> [WRITTEN PROBLEM A]:
Answer these questions about the fitting algorithms exercise below:
(i) Which two fitting approaches does the exercise compare?
(ii) What values are assigned to the calibration parameters a and b?
(iii) Which function is imported from scipy for the least squares implementation?

> [SELECTED PASSAGE]:
# Exercise: Comparison of Fitting Algorithms

In this exercise we will compare the effectiveness of two different fitting algorithms, classic *Least Squares* and a more rigorous *Errors-in-Variables* approach.

| It is structured as follows:                                                     |
| -------------------------------------------------------------------------------- |
|1. Define Example Measurement                                                     |
|2. Define Test *True* Dataset                                                     |
|3. Simulate *Measured* Dataset                                                    |
|4. Fit the data with two approaches - *Least Squares* and *Errors-in-Variables*   |
|5. How do the fitting methods compare?                                            |

**``First import required python modules``**

In [1]:
%matplotlib notebook

import numpy as np
from numpy import array
import matplotlib.pylab as plt
from scipy.optimize import curve_fit    # scipy least squares implementation
from scipy.odr import *                 # scipy othogonal-distance-regression errors-in-variables implementation

---


## 1. Define Example Measurement

Take a simple straight-line measurement function as an example,

$y = a~x + b$

where,
* y is the measurand
* x is it the observed quantity
* a, b are the calibration parameters

In this example set,

* a = 1.0
* b = 0.0

In [3]:
# Set true calibration parameters
a_true = 1.0
b_true = 0.0

### ``i. Define measurement function in Python``

In [4]:
def measurement_function(x, a, b):
    """

Dataset rows:

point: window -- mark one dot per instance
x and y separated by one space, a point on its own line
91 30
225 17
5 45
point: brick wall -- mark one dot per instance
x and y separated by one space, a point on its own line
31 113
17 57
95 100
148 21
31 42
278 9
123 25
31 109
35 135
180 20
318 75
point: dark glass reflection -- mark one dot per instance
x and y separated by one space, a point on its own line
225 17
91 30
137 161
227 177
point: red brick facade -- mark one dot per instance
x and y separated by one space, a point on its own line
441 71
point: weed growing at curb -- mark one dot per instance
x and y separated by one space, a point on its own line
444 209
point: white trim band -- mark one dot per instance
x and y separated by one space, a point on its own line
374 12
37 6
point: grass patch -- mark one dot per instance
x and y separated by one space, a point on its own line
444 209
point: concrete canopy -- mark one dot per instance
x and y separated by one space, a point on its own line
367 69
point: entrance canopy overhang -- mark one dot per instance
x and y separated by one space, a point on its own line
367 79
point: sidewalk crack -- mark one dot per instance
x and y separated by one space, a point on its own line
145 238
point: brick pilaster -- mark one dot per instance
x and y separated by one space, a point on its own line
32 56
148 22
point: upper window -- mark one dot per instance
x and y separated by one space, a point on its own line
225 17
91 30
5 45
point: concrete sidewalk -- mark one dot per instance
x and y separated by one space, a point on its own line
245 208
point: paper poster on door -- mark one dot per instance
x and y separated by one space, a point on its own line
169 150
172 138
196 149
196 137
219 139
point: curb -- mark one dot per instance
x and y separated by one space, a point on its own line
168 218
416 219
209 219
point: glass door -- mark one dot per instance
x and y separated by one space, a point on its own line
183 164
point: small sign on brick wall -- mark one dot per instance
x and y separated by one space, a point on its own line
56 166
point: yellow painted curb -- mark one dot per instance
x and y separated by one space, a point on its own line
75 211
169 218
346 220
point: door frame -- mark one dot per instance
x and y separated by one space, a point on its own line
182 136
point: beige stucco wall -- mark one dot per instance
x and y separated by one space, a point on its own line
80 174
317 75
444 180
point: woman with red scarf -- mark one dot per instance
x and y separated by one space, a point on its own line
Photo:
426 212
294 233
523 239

* * *

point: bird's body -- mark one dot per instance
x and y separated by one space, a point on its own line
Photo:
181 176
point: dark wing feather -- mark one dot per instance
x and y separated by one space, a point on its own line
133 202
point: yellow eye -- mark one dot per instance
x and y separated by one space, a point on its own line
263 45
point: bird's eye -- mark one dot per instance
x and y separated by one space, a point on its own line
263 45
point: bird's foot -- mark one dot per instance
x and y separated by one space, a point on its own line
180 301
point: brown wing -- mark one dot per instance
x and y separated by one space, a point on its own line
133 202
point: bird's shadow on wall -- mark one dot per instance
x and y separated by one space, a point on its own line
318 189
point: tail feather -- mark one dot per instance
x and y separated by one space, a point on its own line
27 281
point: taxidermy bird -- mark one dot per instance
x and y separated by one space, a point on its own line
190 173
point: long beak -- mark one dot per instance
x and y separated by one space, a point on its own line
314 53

---

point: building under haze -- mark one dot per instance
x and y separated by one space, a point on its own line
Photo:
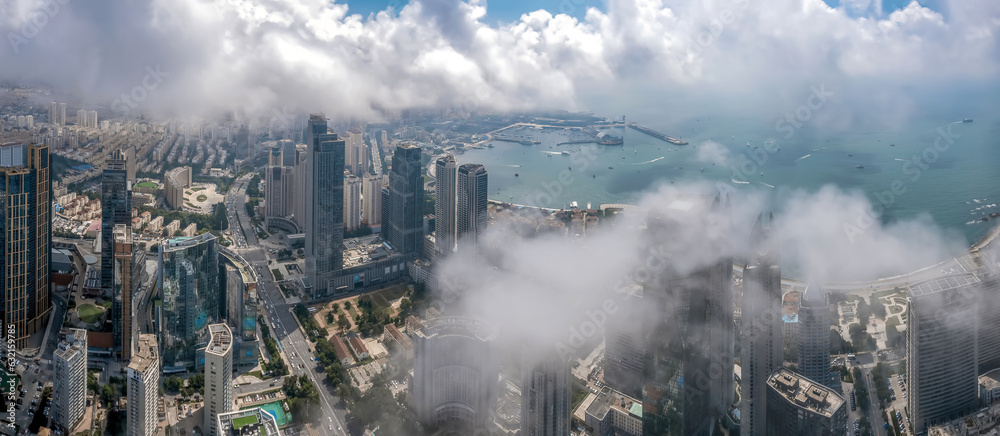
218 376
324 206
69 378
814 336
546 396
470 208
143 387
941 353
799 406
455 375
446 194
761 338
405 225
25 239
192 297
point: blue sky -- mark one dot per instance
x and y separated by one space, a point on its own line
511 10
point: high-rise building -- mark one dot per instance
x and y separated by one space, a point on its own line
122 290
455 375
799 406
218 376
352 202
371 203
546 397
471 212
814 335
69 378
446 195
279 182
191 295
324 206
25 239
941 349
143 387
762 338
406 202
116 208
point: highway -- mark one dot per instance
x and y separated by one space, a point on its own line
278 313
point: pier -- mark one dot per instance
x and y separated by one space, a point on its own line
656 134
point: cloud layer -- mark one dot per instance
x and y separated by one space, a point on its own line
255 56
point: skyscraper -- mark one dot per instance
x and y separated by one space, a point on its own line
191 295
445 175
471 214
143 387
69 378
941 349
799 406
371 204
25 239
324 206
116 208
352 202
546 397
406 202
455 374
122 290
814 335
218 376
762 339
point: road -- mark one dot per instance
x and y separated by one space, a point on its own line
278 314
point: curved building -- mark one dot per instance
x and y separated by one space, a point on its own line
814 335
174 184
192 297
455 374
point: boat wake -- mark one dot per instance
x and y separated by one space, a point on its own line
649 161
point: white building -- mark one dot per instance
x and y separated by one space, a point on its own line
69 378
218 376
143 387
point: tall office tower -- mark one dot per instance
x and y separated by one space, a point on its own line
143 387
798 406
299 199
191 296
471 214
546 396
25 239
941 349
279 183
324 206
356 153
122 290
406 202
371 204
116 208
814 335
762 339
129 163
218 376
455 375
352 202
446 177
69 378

> [WRITTEN PROBLEM B]: Show every line in the records above that contains the word "canopy".

> [TASK ANSWER A]:
(i) Classic Least Squares and Errors-in-Variables.
(ii) a = 1.0 and b = 0.0.
(iii) curve_fit, from scipy.optimize.

> [TASK ANSWER B]:
point: concrete canopy -- mark one dot per instance
point: entrance canopy overhang -- mark one dot per instance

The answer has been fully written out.